RECORD EXTRACTS =
<<<<

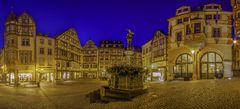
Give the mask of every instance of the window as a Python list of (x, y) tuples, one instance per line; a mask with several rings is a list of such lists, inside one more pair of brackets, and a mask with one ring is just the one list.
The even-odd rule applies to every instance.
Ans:
[(182, 12), (182, 10), (178, 10), (178, 13), (181, 13)]
[(176, 60), (174, 68), (175, 77), (192, 77), (193, 65), (192, 57), (189, 54), (181, 54)]
[(22, 39), (22, 46), (29, 46), (30, 45), (30, 39), (29, 38), (23, 38)]
[(184, 22), (189, 21), (189, 17), (185, 17), (185, 18), (183, 19), (183, 21), (184, 21)]
[(206, 6), (206, 9), (212, 9), (212, 6)]
[(181, 23), (182, 23), (182, 19), (178, 19), (177, 24), (181, 24)]
[(44, 39), (40, 39), (40, 44), (44, 44)]
[(71, 67), (70, 62), (66, 63), (66, 67)]
[(201, 23), (195, 23), (194, 24), (194, 33), (200, 33), (201, 32)]
[(219, 6), (213, 6), (214, 9), (219, 9)]
[(220, 15), (214, 15), (214, 20), (219, 20), (220, 19)]
[(177, 33), (177, 41), (182, 41), (182, 32)]
[(30, 64), (32, 62), (32, 51), (19, 51), (20, 62), (22, 64)]
[(211, 19), (212, 19), (212, 15), (206, 15), (206, 16), (205, 16), (205, 19), (206, 19), (206, 20), (211, 20)]
[(203, 55), (201, 59), (201, 78), (213, 79), (219, 73), (224, 73), (221, 56), (214, 52)]
[(48, 55), (52, 55), (52, 49), (51, 48), (48, 49)]
[(188, 11), (188, 8), (185, 8), (183, 11), (184, 11), (184, 12)]
[(186, 25), (186, 35), (189, 35), (191, 33), (190, 25)]
[(213, 28), (213, 37), (218, 38), (221, 35), (220, 28)]
[(40, 54), (44, 54), (44, 48), (40, 48)]
[(238, 18), (240, 19), (240, 12), (238, 12)]
[(48, 45), (52, 45), (52, 40), (48, 40)]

>>>>

TASK BRIEF = Can you arrange every line of the items above as a Markdown table with the columns "Number" and "Entry", one row per line, blank lines and pictures left out?

ANSWER TO THIS PROBLEM =
| Number | Entry |
|---|---|
| 1 | Give the mask of every instance of the window as a Python list of (x, y) tuples, one instance per line; a mask with several rings is a list of such lists, inside one more pair of brackets, and a mask with one ring is just the one list. |
| 2 | The even-odd rule applies to every instance. |
| 3 | Ans: |
| 4 | [(182, 12), (182, 10), (178, 10), (178, 13), (181, 13)] |
| 5 | [(176, 60), (174, 68), (175, 77), (192, 77), (193, 65), (192, 57), (189, 54), (181, 54)] |
| 6 | [(22, 39), (22, 46), (29, 46), (30, 45), (30, 39), (29, 38), (23, 38)] |
| 7 | [(184, 22), (189, 21), (189, 17), (185, 17), (185, 18), (183, 19), (183, 21), (184, 21)] |
| 8 | [(206, 6), (206, 9), (212, 9), (212, 6)] |
| 9 | [(181, 23), (182, 23), (182, 19), (178, 19), (177, 24), (181, 24)] |
| 10 | [(44, 39), (40, 39), (40, 44), (44, 44)] |
| 11 | [(71, 67), (70, 62), (66, 63), (66, 67)] |
| 12 | [(201, 23), (195, 23), (194, 24), (194, 33), (200, 33), (201, 32)] |
| 13 | [(219, 6), (213, 6), (214, 9), (219, 9)] |
| 14 | [(220, 15), (214, 15), (214, 20), (219, 20), (220, 19)] |
| 15 | [(177, 33), (177, 41), (182, 41), (182, 32)] |
| 16 | [(30, 64), (32, 62), (32, 51), (19, 51), (20, 62), (22, 64)] |
| 17 | [(211, 19), (212, 19), (212, 15), (206, 15), (206, 16), (205, 16), (205, 19), (206, 19), (206, 20), (211, 20)] |
| 18 | [(203, 55), (201, 59), (201, 78), (213, 79), (219, 73), (224, 73), (221, 56), (214, 52)] |
| 19 | [(48, 55), (52, 55), (52, 49), (51, 48), (48, 49)] |
| 20 | [(188, 11), (188, 8), (185, 8), (183, 11), (184, 11), (184, 12)] |
| 21 | [(186, 25), (186, 35), (189, 35), (191, 33), (190, 25)] |
| 22 | [(213, 28), (213, 37), (218, 38), (221, 35), (220, 28)] |
| 23 | [(40, 54), (44, 54), (44, 48), (40, 48)] |
| 24 | [(238, 18), (240, 19), (240, 12), (238, 12)] |
| 25 | [(48, 45), (52, 45), (52, 40), (48, 40)] |